### Selected excerpt
--- start ---

Antananarivo, capital of Madagascar—”Paris with rice paddies)

Antananarivo, capital of Madagascar—”Paris with rice paddies)

Flooding in Chattogram, Bangladesh

Flooding in Chattogram, Bangladesh

Boat above house from 2005 tsunami, Banda Aceh, Indonesia

Boat above house from 2005 tsunami, Banda Aceh, Indonesia

“Desperately seeking SIM card” in Hyderabad, India

“Desperately seeking SIM card” in Hyderabad, India

What are borders? Are they simply political and geographical, marked by posts, walls and fences, or should we think of them more broadly? Consider the borders within countries, determined by race, ethnicity, or caste. Borders may be physical and economic, and even perceptual—the borders of our minds. 

In Postcards from the Borderlands, I ramble through a dozen countries in Asia, Southern Africa and Eastern Europe by car, bus, train, shared taxi and ferry, exploring what borders mean to their peoples.

I find topics of interest even in the most ordinary places—an airport departure lounge, a food court, a roadside restaurant, a government office. Every road trip offers a moving window display of landscape features, crops, livestock, houses, churches, temples, mosques, schools, factories, military bases, vehicles. I note what people are selling on the roadside and the markets, the restaurant menu, the indecipherable instructions for the TV remote in his hotel room. What people wear. What they eat. How they talk to each other. The questions they ask me. The questions I ask them. Away from the tourist hotspots, I find that it is often the commonplace that is most fascinating and revealing of culture.  

Selected reviews of Postcards from the Borderlands

“A love letter to the world by an ‘accidental’ travel writer.” Jean Andrews, award-winning video documentary producer and science writer.

“Gracefully interwoven with history and geography, guaranteed to ignite a bit of wanderlust in anyone who shares Mould’s sense of wonder and adventure at our strangely eclectic world of borders.” Natalie Koch, Associate Professor of Geography, Syracuse University, New York

“Mould is an intrepid traveler, often poking his nose in where it isn’t welcome. … a style of travel that requires a certain toughness and resolution, but which rewards Mould, and his readers alike, with secrets invisible to conventional tourists.” Alan Wilkinson, biographer, travel writer and novelist, Durham, UK

David Mould is NOT a mints-on-your-pillow kind of traveler. He steps out of the tourist bubble and explores the action, people and history of back alley markets, crowded neighborhoods and bustling wharves. Lynda Berman, teacher and artist, Athens, Ohio


In the sequel to Postcards from Stanland, I traverse the Indian Ocean—from Madagascar through India and Bangladesh to Indonesia.

It’s an unpredictable journey on battered buses, bush taxis, auto-rickshaws and crowded ferries. From the traffic snarls of Delhi, Dhaka and Jakarta to the rice paddies and ancestral tombs of Madagascar’s Central Highlands. From the ancient kingdom of Hyderabad to India’s so-called chicken neck—the ethnically diverse and under-developed northeast. From the textile factories and rivers of Bangladesh to the beaches of Bali and the province of Aceh—ground zero for the 2004 tsunami.

--- end ---

### Supplied material

--- start ---

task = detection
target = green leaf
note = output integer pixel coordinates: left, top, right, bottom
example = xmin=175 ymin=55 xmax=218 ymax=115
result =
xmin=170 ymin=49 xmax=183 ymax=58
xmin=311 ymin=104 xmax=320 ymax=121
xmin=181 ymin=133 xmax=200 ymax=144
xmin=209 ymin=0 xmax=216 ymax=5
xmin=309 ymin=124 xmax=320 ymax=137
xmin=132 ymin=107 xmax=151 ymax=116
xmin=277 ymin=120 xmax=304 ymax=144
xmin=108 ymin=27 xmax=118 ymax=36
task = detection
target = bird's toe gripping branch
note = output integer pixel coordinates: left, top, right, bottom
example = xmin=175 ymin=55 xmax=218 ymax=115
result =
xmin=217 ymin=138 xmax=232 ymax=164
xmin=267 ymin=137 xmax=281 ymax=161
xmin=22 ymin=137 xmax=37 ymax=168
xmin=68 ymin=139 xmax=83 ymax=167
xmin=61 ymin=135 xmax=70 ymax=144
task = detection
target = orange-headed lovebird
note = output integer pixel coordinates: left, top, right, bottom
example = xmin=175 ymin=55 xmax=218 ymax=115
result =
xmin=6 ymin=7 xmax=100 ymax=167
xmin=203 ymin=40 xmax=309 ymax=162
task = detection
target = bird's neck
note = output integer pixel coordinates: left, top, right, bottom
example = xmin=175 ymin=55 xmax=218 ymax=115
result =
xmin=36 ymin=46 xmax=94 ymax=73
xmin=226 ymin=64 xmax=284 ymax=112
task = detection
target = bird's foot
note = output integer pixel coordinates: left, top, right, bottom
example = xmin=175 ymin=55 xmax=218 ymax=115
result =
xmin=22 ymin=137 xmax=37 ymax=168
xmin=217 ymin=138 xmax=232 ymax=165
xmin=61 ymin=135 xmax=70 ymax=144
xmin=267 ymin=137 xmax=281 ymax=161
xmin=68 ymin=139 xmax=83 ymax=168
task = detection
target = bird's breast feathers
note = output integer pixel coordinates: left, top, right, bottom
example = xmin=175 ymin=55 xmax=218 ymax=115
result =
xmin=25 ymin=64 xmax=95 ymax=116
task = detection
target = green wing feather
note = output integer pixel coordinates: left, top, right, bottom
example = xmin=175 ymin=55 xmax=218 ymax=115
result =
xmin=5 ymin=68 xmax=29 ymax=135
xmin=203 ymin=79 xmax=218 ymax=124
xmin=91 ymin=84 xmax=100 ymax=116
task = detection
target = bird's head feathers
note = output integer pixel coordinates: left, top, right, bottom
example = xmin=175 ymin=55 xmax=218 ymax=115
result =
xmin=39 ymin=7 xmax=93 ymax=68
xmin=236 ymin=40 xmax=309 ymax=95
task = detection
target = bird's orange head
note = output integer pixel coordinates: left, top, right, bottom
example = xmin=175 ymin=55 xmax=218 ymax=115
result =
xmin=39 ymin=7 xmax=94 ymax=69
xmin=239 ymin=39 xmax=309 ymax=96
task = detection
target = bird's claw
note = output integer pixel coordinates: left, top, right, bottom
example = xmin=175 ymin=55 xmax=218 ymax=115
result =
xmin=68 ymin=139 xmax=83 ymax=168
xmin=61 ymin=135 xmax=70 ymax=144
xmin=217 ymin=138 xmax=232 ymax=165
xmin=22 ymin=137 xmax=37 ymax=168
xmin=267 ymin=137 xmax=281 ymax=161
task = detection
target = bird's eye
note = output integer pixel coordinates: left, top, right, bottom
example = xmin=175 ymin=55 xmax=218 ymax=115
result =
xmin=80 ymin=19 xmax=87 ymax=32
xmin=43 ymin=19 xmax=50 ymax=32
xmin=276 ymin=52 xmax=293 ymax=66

--- end ---
--- start ---

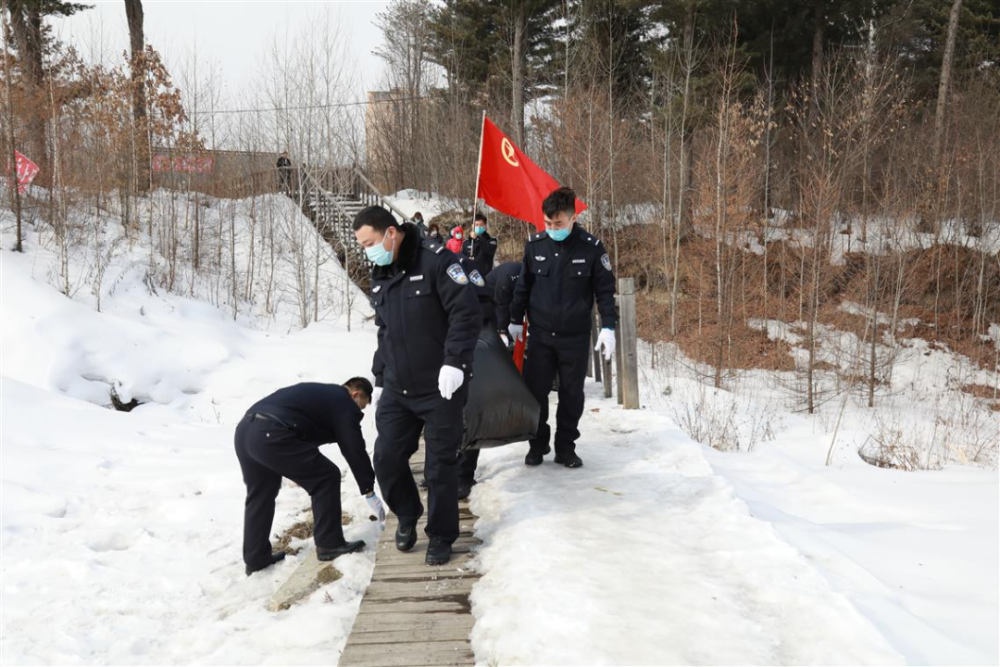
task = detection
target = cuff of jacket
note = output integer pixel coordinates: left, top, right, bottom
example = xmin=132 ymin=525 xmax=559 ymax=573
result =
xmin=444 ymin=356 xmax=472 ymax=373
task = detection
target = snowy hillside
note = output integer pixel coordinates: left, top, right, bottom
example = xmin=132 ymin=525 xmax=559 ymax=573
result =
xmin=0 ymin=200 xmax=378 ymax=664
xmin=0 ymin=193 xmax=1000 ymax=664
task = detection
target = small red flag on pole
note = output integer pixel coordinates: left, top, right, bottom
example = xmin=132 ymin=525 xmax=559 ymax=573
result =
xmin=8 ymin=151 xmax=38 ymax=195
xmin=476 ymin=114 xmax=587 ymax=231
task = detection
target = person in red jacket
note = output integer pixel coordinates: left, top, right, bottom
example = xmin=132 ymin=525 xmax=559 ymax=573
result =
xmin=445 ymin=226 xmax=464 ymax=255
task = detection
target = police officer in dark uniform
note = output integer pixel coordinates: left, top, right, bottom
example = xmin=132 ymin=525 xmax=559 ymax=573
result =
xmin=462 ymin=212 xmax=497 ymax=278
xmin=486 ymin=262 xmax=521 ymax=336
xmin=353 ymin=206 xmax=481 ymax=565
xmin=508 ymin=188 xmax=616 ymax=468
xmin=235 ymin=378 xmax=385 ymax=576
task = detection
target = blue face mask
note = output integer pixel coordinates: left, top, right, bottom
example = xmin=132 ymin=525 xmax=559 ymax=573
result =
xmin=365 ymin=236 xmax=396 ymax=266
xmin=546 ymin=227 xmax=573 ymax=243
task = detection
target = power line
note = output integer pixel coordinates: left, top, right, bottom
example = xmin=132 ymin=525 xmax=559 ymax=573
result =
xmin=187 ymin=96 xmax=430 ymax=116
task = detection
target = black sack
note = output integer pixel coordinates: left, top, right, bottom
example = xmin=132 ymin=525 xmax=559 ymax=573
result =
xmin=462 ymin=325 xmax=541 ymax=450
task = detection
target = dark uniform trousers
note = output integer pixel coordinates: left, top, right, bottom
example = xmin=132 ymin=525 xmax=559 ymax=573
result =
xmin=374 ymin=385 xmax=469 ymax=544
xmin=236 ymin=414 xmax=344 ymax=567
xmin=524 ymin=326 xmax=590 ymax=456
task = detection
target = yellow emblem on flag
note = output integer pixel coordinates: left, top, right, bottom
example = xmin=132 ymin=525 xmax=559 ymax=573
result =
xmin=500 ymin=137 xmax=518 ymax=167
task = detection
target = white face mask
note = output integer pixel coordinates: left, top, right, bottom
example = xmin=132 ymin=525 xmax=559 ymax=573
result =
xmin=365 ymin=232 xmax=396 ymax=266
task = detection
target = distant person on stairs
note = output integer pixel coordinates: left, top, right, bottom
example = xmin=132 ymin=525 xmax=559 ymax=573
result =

--- end ---

### Exercise
Reproduce the part of the travel book passage starting at "What are borders?" and ending at "of our minds.". The entries were drawn from a source separate from the travel book passage.

### Written reply
What are borders? Are they simply political and geographical, marked by posts, walls and fences, or should we think of them more broadly? Consider the borders within countries, determined by race, ethnicity, or caste. Borders may be physical and economic, and even perceptual—the borders of our minds.